• _INSTRUCTIONS TO FOLLOW_
Pick up the text on receiving backup status in OpenNMS through syslog and continue it from where it stops.

• _PAGE TEXT_

If receiving status via syslog drop this content in a XML file in ${OPENNMS_HOME}/etc/syslog:

<?xml version="1.0"?>
 <syslogd-configuration-group>
  <ueiList>
   <ueiMatch>
    <match type="regex" expression="^.*\[(backup\/success)\/(.*)\/(.*)\/(.*)\].*$" />
    <uei>uei.opennms.org/backup/recurring/Normal</uei>
    <parameter-assignment matching-group="1" parameter-name="status" />
    <parameter-assignment matching-group="2" parameter-name="backupset" />
    <parameter-assignment matching-group="3" parameter-name="every" />
    <parameter-assignment matching-group="4" parameter-name="interval" />
   </ueiMatch>
   <ueiMatch>
    <match type="regex" expression="^.*\[(backup\/failure)\/(.*)\/(.*)\/(.*)\].*$" />
    <uei>uei.opennms.org/backup/recurring/Warning</uei>
    <parameter-assignment matching-group="1" parameter-name="status" />
    <parameter-assignment matching-group="2" parameter-name="backupset" />
    <parameter-assignment matching-group="3" parameter-name="every" />
    <parameter-assignment matching-group="4" parameter-name="interval" />
   </ueiMatch>
  </ueiList>
 </syslogd-configuration-group>

and remember to import it in syslogd-configuration.xml.

Also remember to configure Syslogd so that the service is started and can be reached from the outside.

[A run of records]
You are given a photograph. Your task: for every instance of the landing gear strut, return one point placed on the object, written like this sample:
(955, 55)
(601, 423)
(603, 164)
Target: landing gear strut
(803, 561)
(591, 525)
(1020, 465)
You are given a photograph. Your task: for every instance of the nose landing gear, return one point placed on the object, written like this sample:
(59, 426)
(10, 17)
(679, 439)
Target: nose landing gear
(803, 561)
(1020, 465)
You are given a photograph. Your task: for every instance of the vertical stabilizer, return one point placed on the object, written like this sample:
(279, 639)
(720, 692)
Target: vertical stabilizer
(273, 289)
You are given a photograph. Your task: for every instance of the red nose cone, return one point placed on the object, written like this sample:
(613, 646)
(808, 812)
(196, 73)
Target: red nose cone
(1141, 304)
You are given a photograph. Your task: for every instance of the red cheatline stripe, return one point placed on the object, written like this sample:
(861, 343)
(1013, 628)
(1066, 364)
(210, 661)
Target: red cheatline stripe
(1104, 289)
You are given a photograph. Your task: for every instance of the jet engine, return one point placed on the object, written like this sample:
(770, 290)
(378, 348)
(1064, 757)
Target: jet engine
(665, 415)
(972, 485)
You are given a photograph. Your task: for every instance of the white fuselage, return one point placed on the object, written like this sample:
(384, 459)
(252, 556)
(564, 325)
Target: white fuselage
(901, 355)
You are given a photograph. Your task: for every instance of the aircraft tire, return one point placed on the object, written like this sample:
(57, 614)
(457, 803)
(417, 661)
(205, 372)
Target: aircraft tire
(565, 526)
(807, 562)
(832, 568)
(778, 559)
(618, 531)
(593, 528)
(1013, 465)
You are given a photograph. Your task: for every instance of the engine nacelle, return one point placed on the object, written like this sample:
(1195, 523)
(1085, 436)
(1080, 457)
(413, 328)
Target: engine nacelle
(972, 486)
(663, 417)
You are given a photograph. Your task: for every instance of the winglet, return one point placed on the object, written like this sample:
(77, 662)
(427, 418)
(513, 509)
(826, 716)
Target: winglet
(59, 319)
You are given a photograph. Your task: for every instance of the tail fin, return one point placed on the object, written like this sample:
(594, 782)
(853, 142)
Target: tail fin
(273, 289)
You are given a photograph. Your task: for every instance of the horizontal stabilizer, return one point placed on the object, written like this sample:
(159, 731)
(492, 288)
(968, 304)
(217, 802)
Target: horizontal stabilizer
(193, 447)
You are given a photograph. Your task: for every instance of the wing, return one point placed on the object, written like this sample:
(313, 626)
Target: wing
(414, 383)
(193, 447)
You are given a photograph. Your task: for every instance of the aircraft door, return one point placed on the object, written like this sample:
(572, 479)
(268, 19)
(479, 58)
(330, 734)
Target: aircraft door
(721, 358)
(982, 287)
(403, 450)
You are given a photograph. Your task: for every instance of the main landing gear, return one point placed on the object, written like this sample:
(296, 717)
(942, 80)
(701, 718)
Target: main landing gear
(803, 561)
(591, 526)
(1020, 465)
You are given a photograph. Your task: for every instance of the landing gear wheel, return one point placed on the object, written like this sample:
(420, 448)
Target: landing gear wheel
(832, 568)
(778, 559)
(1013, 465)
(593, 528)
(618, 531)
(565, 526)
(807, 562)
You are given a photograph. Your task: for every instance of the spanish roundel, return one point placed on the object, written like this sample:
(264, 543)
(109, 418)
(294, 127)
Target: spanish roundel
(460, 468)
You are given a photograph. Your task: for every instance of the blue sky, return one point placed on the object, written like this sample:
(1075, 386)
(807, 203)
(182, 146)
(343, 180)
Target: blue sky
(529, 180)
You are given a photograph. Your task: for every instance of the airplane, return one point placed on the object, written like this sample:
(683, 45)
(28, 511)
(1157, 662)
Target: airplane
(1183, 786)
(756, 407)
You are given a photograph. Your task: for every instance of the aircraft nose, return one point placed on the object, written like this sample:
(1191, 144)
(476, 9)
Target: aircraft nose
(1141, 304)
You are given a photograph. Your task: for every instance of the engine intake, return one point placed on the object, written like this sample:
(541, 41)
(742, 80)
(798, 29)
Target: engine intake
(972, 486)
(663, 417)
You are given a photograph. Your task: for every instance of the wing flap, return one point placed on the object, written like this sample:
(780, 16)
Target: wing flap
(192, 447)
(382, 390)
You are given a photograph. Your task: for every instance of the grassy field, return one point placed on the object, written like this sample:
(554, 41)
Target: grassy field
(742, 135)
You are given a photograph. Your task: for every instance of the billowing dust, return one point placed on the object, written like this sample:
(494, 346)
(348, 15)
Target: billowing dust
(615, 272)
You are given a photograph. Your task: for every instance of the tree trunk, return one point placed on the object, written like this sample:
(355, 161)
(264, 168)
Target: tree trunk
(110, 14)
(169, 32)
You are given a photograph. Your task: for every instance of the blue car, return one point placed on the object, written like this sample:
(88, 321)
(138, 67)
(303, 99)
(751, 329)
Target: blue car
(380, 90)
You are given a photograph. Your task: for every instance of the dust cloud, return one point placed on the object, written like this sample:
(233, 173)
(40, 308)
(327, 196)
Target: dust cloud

• _EXERCISE ANSWER_
Drools Engine

The following are the rule definitions. Place them in a file called ${OPENNMS_HOME}/etc/drools-engine.d/RepeatingBackupRules.drl:

package org.opennms.netmgt.correlation.drools;

import java.util.Date;
import java.util.Calendar;
import org.opennms.netmgt.correlation.drools.DroolsCorrelationEngine;
import org.opennms.netmgt.xml.event.Event;
import org.opennms.netmgt.xml.event.Parms;
import org.opennms.netmgt.xml.event.Parm;
import org.opennms.netmgt.xml.event.Value;
import org.opennms.netmgt.model.events.EventBuilder;
global org.opennms.netmgt.correlation.drools.DroolsCorrelationEngine engine;
global org.opennms.netmgt.correlation.drools.NodeService nodeService;
import java.text.ParseException;
import java.text.SimpleDateFormat;
import java.util.Calendar;
import java.util.Date;
import java.util.Iterator;
global java.lang.Integer REPEATING_INTERVAL; // in hours

declare Execution
	nodeid : Long
	uei : String
        tag : String
        interval : String
	expireTimerId : Integer
end

/*
 * Initial execution event for a node - send the initial translated event to generate notification
 */
rule "initial backup received"
    when
		$e : Event( $uei : uei, $nodeid : nodeid )
		eval( "every".equals($e.getParm("every").getValue().getContent()) ) // filter out internally generated 'missed' events
    then
		Execution execution = new Execution();
		execution.setNodeid( $nodeid );
		execution.setUei( $uei );
                execution.setTag( getTag($e) );
                execution.setInterval( $e.getParm("interval").getValue().getContent() );
		execution.setExpireTimerId( engine.setTimer( getInterval($e, REPEATING_INTERVAL) ) );
		insert( execution );
                // the event can be retracted, or the subsequent backup completed rule will fire
		retract( $e );
		println( "Initial backup tag="+getTag($e)+" event " + $uei + " for node " + $nodeid );
end

/*
 * Subsequent backup completed
 */
rule "subsequent backup completed"
    when
		$e : Event( $uei : uei, $nodeid : nodeid )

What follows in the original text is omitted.